___ Supplied records ___

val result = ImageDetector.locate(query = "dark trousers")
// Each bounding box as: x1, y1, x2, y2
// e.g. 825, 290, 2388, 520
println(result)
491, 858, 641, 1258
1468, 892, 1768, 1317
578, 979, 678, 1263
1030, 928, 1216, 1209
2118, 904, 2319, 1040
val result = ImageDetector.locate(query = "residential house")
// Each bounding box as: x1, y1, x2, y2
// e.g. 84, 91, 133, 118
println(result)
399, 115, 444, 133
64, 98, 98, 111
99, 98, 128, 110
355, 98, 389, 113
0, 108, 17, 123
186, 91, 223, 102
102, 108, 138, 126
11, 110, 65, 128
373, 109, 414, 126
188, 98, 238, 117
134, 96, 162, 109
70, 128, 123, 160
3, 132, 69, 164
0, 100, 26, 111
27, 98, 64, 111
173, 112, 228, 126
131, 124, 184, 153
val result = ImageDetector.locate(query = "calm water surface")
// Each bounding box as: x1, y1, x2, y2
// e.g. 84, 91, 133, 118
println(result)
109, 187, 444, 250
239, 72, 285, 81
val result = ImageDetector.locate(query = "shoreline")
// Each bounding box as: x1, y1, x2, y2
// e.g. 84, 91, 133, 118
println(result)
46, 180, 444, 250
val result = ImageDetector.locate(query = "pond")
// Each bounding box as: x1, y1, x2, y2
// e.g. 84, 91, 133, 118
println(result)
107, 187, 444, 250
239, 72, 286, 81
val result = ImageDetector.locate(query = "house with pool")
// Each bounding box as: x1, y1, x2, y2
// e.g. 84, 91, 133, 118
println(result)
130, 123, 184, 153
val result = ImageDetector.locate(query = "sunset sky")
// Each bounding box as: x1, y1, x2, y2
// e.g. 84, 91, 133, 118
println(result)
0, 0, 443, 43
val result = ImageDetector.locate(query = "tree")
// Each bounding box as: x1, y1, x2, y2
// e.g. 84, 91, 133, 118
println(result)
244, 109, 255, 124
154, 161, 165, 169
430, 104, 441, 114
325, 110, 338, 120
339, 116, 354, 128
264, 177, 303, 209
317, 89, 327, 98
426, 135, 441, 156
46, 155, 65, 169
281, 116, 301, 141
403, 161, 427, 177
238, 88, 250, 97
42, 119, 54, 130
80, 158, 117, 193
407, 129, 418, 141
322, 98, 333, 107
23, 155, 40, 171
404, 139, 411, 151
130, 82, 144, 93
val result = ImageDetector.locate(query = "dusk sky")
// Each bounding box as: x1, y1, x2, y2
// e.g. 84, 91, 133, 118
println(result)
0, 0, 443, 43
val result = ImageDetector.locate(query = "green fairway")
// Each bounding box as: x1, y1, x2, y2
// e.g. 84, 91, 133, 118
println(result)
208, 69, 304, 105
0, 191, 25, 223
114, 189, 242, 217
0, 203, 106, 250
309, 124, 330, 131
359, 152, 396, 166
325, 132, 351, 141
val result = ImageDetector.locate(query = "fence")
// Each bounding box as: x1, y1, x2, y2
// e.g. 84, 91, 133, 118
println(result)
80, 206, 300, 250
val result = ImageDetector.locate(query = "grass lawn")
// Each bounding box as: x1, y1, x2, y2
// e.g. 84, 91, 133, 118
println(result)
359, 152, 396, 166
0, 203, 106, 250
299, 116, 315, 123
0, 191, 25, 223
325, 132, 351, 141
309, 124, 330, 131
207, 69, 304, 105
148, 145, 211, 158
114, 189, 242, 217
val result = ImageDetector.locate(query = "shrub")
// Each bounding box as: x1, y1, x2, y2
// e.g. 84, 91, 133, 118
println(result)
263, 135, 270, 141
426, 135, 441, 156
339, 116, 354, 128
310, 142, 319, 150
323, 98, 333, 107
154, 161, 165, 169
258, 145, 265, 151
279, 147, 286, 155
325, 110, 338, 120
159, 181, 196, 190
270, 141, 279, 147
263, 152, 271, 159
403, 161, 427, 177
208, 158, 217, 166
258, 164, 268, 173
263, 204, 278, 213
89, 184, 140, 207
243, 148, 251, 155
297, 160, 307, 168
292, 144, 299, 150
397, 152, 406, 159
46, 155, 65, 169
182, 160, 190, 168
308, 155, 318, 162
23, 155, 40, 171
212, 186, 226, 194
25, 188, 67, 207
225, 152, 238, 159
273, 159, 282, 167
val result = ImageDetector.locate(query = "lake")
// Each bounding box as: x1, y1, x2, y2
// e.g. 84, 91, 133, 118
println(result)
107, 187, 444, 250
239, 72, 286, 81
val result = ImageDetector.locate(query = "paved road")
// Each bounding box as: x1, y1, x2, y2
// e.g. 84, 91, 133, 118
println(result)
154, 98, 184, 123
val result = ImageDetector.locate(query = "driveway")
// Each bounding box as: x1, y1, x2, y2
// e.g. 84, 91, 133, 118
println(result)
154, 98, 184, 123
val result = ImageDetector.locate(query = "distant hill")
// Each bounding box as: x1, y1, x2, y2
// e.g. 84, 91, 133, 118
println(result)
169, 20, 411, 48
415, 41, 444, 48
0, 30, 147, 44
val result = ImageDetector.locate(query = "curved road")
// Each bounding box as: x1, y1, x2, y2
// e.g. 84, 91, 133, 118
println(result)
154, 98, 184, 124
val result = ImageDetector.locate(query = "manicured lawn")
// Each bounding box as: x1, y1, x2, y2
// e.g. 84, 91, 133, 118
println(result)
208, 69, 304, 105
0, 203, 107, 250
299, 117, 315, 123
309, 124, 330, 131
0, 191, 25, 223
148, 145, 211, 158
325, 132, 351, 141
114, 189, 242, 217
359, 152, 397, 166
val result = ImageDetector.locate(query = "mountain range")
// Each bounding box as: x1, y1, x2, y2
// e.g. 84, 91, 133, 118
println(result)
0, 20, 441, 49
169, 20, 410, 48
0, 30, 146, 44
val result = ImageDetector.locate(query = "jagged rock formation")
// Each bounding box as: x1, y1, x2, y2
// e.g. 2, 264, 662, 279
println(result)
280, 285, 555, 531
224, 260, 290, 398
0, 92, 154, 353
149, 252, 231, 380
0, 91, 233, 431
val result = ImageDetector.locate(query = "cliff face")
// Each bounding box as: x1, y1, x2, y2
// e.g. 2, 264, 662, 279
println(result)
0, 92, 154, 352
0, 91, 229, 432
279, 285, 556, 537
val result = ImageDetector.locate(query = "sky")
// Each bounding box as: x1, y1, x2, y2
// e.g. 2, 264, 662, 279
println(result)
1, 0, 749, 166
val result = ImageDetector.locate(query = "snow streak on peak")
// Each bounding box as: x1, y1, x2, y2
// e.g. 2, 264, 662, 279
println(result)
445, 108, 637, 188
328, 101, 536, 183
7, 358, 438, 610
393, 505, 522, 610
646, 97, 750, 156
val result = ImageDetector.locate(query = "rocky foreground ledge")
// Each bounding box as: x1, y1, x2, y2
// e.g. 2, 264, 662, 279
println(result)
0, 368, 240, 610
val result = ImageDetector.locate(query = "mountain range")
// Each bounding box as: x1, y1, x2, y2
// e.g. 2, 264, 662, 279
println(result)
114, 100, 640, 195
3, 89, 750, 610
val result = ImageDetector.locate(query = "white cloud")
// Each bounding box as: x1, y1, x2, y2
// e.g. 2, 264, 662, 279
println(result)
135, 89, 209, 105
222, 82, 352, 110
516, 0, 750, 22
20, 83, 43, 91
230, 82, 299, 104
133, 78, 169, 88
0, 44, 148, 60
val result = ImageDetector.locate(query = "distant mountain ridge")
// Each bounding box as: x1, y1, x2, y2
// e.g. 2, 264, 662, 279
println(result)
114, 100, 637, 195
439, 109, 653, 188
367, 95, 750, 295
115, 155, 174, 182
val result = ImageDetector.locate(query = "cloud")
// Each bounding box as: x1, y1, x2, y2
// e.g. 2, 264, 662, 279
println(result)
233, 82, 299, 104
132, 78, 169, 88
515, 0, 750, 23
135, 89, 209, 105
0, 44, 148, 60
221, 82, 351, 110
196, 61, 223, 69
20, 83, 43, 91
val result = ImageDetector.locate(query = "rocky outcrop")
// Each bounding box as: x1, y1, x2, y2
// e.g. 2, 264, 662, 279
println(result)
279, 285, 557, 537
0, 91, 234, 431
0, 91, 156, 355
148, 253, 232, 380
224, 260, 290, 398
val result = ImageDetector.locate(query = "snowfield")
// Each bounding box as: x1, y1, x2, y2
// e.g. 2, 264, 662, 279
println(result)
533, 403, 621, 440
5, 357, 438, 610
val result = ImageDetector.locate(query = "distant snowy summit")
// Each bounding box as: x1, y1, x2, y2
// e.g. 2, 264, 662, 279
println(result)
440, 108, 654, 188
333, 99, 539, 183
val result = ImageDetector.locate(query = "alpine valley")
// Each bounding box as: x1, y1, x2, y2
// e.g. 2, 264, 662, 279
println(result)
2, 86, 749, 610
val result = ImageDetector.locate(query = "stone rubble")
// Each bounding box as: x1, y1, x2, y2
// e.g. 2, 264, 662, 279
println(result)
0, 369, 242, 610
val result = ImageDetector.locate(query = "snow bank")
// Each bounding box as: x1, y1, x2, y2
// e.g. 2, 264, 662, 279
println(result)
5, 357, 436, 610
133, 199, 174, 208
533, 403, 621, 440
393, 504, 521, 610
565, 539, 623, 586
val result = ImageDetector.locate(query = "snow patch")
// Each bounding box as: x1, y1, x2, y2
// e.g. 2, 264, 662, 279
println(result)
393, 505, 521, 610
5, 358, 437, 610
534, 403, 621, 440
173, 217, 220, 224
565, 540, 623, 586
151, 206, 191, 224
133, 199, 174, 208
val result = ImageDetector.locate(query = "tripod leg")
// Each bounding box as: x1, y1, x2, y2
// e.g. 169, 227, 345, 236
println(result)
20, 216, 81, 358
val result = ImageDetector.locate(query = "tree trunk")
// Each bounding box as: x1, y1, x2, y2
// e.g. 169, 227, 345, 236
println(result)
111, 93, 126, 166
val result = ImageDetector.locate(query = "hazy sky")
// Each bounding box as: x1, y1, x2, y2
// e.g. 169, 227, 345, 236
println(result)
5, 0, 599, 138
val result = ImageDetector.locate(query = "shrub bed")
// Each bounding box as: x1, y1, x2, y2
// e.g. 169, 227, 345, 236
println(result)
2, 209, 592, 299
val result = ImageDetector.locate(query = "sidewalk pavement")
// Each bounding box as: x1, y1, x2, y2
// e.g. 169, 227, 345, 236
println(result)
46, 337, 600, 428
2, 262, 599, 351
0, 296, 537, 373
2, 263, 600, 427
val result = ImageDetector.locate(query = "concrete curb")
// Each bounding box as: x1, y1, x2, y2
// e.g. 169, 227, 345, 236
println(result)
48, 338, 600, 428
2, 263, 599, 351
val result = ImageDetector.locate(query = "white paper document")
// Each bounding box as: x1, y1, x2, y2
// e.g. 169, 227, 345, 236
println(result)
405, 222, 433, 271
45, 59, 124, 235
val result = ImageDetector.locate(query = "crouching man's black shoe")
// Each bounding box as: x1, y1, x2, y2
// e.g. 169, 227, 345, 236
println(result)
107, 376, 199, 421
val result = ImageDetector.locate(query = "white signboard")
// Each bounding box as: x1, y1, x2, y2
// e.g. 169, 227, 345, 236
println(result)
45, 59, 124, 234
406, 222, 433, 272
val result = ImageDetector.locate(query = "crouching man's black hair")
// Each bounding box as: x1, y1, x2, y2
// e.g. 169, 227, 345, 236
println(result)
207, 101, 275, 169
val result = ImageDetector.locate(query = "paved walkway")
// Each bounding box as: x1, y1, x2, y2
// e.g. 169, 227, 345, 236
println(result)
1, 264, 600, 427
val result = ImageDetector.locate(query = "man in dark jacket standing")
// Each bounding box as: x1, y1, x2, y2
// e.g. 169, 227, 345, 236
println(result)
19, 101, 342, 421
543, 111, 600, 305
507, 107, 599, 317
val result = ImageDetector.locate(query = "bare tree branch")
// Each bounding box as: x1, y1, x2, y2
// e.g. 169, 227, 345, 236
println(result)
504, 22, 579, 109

___

Task statement:
In the records above, find the lines containing "lawn" and copy them.

Response:
val result = ImageDetector.locate(query = "grass lawn")
val result = ImageDetector.locate(query = "manicured lawn")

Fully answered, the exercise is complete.